• [EXERCISE AIM]:
Print the passage of the excerpt on grave monuments starting at "Field, D., 2000." and ending at "8(1), pp. 94-112.".
EXCERPT Block Start
For the later monuments (of the 1920s-30s), two are flat and all are individual while monument number 6, also individual, is standing. The exception that number 6 represents can, I believe, be explained by the fact that it was added to a family plot. I assume that it is a standing monument at a time of almost exclusively flat monuments because (yes, we only have 3 monuments from this time, but from looking at other monuments in the same area it seemed as though the simple, flat monuments were quite common at this time), had it been flat and added to the middle of this family plot, it would have looked odd and been displeasing aesthetically. The rest of the monuments from this time are all simple, flat and small. This can perhaps be explained through the normal progression mortuary fashion (as Cannon there was a general trend of increasing simplicity), but I am going to suppose that the stark simplicity of these monuments can be attributed more, but not exclusively, to changes in mortuary display due to the Great War and possibly event he Great Depression. 


As we can conclude from Garazhian and  Papoli Yazdi (2008), disasters can affect mortuary practices and monuments rather noticeably, and the first world war was indeed a disaster. It stands to reason, then, that it had an effect on mortuary display. It is frequently the conclusion of psychologists and sociologists (e.g. Field 2000) that exposure to mass and frequent death can cause those exposed to become somewhat desensitized to or detached from death, causing alterations in the population's overall attitude towards it. This alteration in attitudes would, more likely than not, be reflected in grave monuments. Field notes that wartime experience can cause a loss of religious belief, especially in those that engage in actual combat, and more acceptance to the fact of our own individual mortality. Loss of religious belief would explain the absence of any religious markers on all three monument in our set that are dated after the first world war (note that monument 6, marking one person that died in the 1920s and one that died in the 1930s, is within a family plot next to a monument from the 1880s that is shaped like a cross), and the simplicity of the flat monuments in particular can perhaps be explained by a desensitization to death resulting in a feeling of not being obligated to devote a lot to mortuary display. Another possibility is that, during the first world war, monuments became simple because of resource conservation and this continued after the war. 


Economics of the times may also be a factor in the simplicity of these monuments, but this seems less likely because 2 of the 3 monuments from this time were created for people who died in the 1920s, before the Great Depression hit (so during a time of relative economic prosperity). However, they may reflect the economic status of either the people they are dedicated to or the people who did the dedicating. 


References


Cannon, A., 1989. The historical dimension in mortuary expressions of status and sentiment. Current Anthropology, 30(4), pp. 437-58.


Field, D., 2000. Older people's attitudes towards death in England. Mortality, 5(3), pp. 277-97.


Garazhian, O. and L. Papoli Yazdi, 2008. Mortuary practices in Bam after the earthquake. Journal of Social Archaeology, 8(1), pp. 94-112.
EXCERPT Block End
MATERIAL SUPPLIED Block Start
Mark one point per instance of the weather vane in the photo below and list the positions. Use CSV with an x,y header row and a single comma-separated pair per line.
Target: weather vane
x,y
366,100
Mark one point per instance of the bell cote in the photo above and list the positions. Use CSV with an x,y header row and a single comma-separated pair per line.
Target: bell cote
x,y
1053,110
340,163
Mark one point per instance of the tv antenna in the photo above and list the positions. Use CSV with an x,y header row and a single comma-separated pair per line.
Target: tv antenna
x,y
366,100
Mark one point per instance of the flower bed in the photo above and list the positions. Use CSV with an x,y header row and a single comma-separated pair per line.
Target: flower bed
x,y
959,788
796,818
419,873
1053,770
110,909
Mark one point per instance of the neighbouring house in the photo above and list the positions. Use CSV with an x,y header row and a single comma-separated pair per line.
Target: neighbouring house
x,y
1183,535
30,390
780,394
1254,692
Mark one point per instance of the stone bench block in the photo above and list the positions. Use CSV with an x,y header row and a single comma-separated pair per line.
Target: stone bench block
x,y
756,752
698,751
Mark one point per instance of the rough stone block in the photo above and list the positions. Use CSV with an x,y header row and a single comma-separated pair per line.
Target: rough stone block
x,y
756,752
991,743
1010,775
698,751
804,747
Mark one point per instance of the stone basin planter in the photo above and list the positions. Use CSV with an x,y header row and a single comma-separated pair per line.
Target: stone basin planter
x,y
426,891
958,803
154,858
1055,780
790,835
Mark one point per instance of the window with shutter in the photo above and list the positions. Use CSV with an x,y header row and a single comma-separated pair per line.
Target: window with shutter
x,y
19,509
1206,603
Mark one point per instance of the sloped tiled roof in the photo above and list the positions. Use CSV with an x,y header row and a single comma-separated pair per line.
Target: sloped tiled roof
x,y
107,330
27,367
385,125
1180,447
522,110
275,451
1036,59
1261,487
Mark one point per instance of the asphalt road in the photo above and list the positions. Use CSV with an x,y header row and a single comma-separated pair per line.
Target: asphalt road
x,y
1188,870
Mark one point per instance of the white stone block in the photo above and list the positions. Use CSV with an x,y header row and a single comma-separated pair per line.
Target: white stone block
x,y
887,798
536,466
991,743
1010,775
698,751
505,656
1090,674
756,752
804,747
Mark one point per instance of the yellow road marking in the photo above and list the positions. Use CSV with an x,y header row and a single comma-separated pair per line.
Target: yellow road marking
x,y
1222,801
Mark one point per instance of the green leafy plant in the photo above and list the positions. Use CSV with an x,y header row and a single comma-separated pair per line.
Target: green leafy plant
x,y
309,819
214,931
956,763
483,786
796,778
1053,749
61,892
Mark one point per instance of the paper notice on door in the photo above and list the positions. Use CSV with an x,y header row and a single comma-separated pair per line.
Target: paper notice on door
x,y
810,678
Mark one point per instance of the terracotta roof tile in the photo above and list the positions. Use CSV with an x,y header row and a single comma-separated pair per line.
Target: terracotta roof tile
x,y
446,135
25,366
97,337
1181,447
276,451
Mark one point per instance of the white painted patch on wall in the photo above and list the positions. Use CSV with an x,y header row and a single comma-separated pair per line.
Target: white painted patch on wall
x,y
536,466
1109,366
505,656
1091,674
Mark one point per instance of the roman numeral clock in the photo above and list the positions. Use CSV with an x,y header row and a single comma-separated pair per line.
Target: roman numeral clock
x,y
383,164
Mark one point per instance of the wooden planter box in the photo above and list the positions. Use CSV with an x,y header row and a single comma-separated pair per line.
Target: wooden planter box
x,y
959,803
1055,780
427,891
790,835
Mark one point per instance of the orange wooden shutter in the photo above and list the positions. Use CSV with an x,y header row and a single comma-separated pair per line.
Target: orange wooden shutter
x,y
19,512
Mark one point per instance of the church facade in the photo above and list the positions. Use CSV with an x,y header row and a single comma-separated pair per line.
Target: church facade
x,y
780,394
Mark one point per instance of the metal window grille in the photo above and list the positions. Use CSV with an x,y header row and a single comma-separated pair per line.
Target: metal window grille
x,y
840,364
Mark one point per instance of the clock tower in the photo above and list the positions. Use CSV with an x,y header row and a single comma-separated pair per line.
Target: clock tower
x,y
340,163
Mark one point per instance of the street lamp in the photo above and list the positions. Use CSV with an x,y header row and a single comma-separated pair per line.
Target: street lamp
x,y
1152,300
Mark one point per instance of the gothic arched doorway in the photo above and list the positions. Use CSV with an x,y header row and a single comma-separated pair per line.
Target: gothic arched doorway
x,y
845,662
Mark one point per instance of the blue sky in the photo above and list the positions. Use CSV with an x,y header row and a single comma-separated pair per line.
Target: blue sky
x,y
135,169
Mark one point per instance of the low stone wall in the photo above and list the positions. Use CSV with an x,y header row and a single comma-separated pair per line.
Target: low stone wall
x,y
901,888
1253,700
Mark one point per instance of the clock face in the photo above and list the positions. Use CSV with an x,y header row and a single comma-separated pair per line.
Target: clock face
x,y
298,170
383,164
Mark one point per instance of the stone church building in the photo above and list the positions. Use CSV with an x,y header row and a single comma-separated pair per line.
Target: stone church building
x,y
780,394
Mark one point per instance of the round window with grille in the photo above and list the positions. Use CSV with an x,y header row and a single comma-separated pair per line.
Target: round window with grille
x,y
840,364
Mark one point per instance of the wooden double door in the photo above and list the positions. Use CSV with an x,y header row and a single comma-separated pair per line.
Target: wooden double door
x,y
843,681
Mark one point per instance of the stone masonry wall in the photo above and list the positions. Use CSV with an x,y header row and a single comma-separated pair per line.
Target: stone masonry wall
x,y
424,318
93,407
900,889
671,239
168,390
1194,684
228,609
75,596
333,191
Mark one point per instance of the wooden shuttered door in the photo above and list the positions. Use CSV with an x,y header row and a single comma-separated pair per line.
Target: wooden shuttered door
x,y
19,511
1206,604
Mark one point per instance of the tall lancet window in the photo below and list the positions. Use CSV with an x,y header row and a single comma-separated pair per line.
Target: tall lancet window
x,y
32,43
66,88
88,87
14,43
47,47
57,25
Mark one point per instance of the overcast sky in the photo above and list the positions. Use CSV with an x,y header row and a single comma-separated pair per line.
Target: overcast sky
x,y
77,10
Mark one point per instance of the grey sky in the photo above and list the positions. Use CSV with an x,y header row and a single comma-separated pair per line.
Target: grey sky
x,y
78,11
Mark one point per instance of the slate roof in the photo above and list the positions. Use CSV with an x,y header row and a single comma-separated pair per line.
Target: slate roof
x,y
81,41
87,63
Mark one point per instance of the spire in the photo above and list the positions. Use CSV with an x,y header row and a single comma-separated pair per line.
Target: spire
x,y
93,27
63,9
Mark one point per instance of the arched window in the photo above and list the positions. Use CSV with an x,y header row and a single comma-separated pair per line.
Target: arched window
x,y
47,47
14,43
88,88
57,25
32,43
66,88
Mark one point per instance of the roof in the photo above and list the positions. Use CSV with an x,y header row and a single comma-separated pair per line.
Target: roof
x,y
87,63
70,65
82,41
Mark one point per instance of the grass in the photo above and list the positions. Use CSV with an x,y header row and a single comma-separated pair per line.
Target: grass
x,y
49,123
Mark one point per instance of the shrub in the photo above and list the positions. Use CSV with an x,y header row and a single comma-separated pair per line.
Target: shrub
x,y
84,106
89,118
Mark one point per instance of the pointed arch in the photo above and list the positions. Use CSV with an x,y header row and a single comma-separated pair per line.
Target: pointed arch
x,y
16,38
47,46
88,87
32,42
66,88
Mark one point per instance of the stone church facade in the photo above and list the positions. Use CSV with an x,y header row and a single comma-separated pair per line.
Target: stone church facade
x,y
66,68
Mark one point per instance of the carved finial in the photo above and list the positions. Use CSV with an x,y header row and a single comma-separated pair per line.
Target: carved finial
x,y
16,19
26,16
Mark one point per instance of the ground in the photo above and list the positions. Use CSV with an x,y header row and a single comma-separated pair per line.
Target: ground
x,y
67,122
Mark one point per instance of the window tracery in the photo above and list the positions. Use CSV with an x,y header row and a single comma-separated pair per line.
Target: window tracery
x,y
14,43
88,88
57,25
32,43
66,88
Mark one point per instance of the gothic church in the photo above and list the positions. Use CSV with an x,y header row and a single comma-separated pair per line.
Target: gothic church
MATERIAL SUPPLIED Block End
• [FINISHED TASK]:
Field, D., 2000. Older people's attitudes towards death in England. Mortality, 5(3), pp. 277-97.


Garazhian, O. and L. Papoli Yazdi, 2008. Mortuary practices in Bam after the earthquake. Journal of Social Archaeology, 8(1), pp. 94-112.